**TASK DIRECTIONS**:
For these records, count the lines containing the word "ground" and respond with the number alone.

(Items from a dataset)
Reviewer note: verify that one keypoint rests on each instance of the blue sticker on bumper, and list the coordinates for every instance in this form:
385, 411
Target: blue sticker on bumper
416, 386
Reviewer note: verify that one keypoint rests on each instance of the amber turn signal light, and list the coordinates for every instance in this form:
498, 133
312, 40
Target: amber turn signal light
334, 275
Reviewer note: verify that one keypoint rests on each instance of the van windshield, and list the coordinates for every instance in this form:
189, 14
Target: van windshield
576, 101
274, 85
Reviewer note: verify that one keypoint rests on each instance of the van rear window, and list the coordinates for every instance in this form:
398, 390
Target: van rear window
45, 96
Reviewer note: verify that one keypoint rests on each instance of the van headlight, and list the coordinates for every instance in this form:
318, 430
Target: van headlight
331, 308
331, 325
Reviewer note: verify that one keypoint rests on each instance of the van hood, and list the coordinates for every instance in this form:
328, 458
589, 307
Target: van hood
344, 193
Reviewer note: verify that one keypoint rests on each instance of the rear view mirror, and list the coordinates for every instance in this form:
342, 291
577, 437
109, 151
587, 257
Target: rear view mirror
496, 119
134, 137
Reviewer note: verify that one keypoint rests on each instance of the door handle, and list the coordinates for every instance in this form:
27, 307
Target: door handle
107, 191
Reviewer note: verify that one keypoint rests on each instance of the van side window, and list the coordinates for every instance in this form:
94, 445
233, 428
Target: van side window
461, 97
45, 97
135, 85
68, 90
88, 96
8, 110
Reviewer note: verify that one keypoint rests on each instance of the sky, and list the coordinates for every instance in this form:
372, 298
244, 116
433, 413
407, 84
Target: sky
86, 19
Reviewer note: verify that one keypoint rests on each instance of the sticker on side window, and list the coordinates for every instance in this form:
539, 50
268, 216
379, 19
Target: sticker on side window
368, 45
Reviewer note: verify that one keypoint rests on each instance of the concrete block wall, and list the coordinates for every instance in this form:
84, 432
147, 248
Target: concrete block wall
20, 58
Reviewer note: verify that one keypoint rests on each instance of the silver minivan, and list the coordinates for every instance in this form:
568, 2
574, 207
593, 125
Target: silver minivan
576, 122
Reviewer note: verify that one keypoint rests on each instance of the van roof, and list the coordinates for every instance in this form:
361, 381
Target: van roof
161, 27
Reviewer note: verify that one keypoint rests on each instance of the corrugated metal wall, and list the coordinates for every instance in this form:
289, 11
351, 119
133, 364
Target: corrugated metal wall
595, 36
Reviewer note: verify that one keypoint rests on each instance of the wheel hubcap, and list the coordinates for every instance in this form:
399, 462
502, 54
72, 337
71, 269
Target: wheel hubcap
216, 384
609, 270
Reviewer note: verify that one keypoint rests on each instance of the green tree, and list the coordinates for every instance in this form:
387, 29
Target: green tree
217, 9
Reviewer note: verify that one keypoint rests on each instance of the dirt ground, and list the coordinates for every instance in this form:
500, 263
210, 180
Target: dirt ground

**OUTPUT OF THE EXERCISE**:
2